- **THE TASK**: Pull out every line of the data below that contains the word "green" and copy each one in full.

- **DATASET RECORDS**:
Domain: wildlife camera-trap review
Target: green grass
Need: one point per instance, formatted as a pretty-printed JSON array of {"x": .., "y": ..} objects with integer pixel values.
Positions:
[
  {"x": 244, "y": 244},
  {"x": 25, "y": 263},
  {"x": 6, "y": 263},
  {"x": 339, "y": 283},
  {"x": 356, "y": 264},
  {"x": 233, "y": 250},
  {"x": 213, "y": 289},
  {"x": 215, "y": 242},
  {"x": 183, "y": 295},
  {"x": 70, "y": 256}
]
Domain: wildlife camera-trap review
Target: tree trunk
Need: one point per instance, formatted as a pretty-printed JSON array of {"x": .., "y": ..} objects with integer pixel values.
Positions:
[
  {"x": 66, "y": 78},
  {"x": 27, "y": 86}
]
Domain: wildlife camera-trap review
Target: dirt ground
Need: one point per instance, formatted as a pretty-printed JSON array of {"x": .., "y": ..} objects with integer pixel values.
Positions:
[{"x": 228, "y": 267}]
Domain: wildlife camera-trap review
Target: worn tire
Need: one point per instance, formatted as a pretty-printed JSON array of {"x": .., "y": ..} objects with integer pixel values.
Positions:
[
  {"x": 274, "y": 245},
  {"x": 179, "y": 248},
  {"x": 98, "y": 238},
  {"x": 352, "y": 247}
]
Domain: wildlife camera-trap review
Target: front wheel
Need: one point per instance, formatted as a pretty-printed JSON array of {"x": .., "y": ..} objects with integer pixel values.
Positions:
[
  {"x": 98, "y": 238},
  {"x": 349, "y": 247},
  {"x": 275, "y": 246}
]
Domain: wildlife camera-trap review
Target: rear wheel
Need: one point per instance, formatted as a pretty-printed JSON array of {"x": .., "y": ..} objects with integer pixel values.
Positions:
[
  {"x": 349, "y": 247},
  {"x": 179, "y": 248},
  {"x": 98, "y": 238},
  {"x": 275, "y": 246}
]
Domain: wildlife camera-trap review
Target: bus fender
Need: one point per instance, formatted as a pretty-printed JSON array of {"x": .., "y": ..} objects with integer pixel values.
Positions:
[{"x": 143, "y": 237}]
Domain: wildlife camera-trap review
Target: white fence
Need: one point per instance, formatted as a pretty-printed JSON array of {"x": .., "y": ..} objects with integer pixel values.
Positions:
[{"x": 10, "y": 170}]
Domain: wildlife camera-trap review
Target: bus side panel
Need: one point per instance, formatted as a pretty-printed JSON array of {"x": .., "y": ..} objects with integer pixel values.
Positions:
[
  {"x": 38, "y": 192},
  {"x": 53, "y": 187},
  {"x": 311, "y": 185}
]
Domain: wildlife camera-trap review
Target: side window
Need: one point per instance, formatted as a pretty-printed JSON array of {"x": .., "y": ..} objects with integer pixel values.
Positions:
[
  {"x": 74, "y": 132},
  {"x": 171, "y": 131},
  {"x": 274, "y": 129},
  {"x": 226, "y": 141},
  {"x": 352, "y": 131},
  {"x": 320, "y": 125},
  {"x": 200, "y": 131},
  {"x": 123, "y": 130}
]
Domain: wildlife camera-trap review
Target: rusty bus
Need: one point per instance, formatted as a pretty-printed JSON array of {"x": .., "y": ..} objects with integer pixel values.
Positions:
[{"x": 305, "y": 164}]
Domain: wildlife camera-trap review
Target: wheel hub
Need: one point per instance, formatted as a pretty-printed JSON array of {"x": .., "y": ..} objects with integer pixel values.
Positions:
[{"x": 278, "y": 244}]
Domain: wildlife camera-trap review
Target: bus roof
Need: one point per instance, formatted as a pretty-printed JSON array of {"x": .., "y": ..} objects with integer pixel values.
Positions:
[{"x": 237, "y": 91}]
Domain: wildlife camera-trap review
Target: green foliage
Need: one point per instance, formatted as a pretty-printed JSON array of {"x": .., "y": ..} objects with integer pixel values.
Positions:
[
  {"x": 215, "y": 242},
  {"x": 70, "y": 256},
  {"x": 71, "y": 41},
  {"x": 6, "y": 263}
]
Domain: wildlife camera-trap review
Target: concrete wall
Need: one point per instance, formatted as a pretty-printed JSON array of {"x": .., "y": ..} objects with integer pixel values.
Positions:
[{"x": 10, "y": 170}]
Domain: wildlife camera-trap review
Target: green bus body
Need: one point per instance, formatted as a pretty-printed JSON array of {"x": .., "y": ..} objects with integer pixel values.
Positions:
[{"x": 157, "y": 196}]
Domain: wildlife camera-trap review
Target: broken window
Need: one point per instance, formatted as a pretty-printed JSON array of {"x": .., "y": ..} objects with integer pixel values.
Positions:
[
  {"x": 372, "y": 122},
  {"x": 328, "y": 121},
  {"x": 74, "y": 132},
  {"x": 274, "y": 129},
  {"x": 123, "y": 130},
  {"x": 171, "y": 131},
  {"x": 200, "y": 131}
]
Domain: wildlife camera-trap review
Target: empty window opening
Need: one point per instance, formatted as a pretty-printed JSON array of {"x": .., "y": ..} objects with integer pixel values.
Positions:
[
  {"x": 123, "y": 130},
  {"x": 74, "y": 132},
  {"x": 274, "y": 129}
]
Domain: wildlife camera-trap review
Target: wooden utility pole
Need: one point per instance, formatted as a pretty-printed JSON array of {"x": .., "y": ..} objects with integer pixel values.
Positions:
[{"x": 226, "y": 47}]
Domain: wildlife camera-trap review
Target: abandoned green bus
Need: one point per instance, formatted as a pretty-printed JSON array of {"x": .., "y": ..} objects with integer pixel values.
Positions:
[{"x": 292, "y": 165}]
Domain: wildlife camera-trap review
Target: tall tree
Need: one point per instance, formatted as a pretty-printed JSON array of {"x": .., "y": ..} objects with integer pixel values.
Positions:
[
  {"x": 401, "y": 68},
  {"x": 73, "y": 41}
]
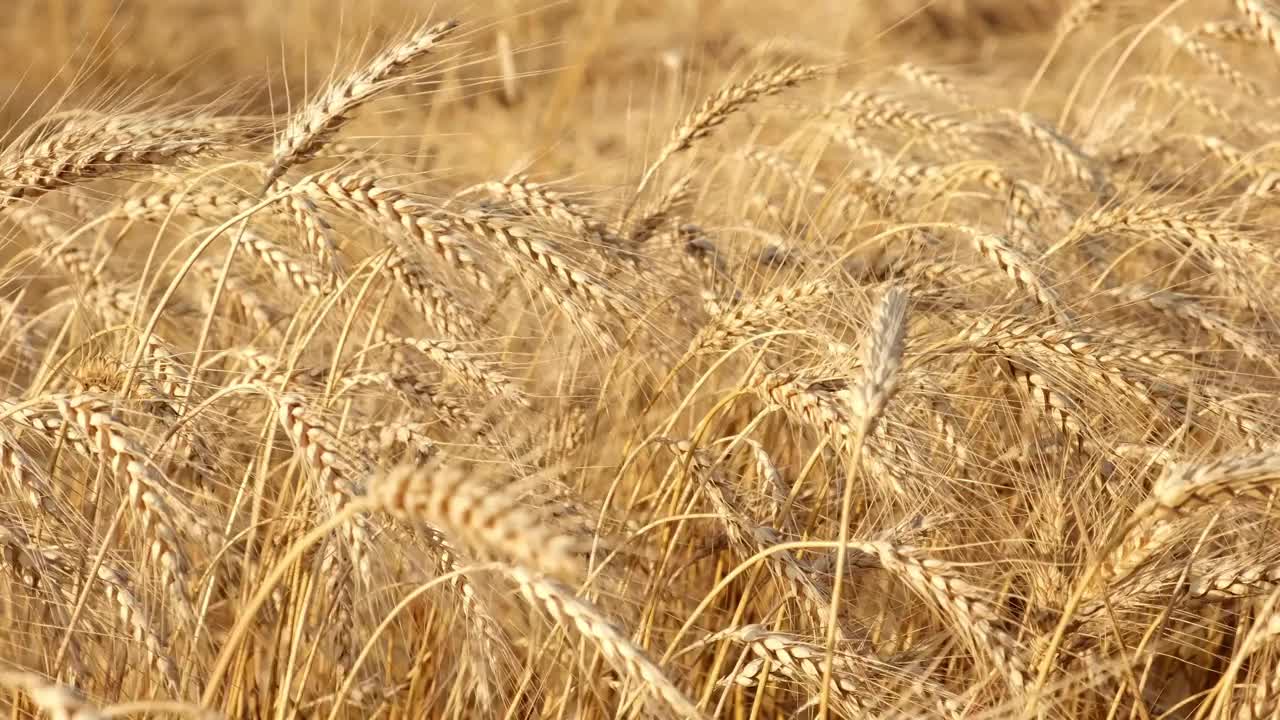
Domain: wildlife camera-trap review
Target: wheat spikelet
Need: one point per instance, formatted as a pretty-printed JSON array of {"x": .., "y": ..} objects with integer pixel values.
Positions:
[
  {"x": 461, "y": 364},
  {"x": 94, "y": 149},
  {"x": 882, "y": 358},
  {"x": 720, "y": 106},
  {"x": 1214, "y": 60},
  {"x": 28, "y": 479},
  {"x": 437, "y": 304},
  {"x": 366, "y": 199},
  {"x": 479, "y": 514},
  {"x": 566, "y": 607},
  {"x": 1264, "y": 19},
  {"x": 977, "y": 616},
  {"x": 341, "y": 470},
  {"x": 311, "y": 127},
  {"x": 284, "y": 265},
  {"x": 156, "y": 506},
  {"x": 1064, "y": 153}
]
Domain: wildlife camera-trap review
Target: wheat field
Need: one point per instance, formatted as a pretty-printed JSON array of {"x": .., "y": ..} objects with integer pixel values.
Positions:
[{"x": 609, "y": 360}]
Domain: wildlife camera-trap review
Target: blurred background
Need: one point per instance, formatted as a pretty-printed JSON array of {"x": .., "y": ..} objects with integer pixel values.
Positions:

- **FINAL RESULT**:
Target: green grass
Target: green foliage
Target: green bus body
Target: abandoned green bus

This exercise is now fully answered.